Siapa Yang Memulai Kebencian Terhadap LGBT: Melihat Sikap Pemerintah dan Media

Siapa yang sebenarnya memulai kebencian terhadap LGBT di Indonesia? Pemerintah atau media, yang kemudian ikut menuliskan dan menyebarkannya? Bersama Komunitas Sehati Makassar, jurnalis Agus Mawan melakukan penelusuran tentang ini

8 Maret 2016, Walikota Makassar Danny Pomanto, kedatangan kunjungan pengurus Korps Alumni Himpunan Mahasiswa Islam (KAHMI) Makassar. Hari itu, Danny menerima KAHMI di rumah jabatannya.

Dihadapan pengurus KAHMI, Danny meluncurkan niatnya untuk menangani kelompok LGBT, akronim yang kerap disematkan pada kelompok minoritas gender dan seksual: Lesbian, Gay, Biseksual, dan Transgender—kini Interseks dan Queer ditambahkan, LGBTIQ.

Danny menuduh LGBT macam orang sakit, tanpa bukti ilmiah.

“Yang membutuhkan penanganan, perawatan, bukan dijauhi tetapi diobati.”

**Cuplikan Data**
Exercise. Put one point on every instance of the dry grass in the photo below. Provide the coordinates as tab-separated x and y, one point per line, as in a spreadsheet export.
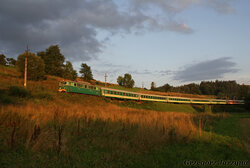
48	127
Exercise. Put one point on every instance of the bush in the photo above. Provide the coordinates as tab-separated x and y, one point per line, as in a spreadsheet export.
...
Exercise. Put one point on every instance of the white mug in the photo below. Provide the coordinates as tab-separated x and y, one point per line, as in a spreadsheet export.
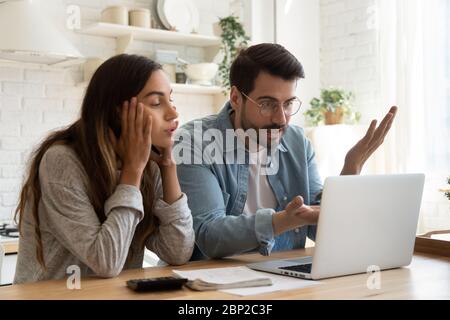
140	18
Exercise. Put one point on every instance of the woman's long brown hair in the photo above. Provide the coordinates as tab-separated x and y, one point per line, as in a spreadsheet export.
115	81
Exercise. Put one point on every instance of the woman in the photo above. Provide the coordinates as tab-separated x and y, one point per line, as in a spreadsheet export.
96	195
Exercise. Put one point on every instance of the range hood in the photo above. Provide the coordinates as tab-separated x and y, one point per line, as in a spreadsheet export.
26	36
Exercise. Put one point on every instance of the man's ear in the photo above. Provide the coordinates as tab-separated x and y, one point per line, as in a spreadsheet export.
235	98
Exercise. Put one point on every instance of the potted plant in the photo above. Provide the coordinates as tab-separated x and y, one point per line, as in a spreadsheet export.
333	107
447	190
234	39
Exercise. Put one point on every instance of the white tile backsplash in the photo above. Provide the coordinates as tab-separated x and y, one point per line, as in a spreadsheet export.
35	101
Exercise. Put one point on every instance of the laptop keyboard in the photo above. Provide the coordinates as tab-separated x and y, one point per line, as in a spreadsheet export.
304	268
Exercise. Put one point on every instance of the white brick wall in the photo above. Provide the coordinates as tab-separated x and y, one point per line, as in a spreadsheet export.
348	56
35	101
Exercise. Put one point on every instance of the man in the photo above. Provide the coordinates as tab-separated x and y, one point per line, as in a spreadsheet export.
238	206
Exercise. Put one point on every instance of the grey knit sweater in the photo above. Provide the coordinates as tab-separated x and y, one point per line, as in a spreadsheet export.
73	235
==
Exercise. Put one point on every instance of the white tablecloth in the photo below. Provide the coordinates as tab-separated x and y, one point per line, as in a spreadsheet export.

**Tujuan Tugas A**
Dari artikel tentang kebencian terhadap LGBT, tuliskan semua kelompok yang tercakup dalam akronim LGBTIQ.
**Tujuan Tugas B**
Lanjutkan artikel tentang kebencian terhadap LGBT itu mulai setelah kutipan ucapan Danny yang terakhir.
Data di atas tidak dipakai di sini.

**Hasil Tugas A**
Lesbian, Gay, Biseksual, Transgender, Interseks, Queer

**Hasil Tugas B**
Klaim Danny, mencerminkan kekeliruan umum selama ini tentang LGBTI. Padahal, sejak tahun 1990, Organisasi Kesehatan Dunia (WHO) telah menghapus homoseksual dari klasifikasi penyakit (ICD).

Kekeliruan Danny tak menghalau Tribun Timur, untuk tetap memberitakannya. Tanpa mengoreksi ungkapan Danny, dua berita terbit di hari itu juga, tepat di tahun, ketika ujaran kebencian mendera komunitas LGBTI dan tak pernah semencekam ini.

Judulnya meyakinkan: LGBT Ibarat Orang Sakit yang Butuh Diobati, Bukan Dijauhi tayang di tribunnews.com dan Danny Pomanto: LGBT Butuh Penanganan, Bukan Dijauhi di makassar.tribunnews.com.

“Seharusnya berita ini cover both side, minimal meminta tanggapan ‘pemerhati’ LGBT,” kata Manajer Online Tribun Timur, Mansur Amirullah.

Kemungkinan, kata Mansur, wartawan sulit menjangkau sumber dari kelompok LGBTI.

“Meskipun kalau mau berpedoman ke kode etik [jurnalistik], ini sebenarnya sudah bertentangan.”

Namun, sudah terlambat untuk menyadarinya. Stigma yang terselip, turut menjadi jeram kebencian terhadap kelompok LGBTI di Indonesia, termasuk di Sulawesi Selatan (Sulsel), sebuah daerah tempat keragaman gender non-biner tumbuh dengan budaya, macam transpuan (calabai), transpria (calalai), dan Bissu yangmemainkan peran spiritual di masyarakat Bugis, hingga sekarang.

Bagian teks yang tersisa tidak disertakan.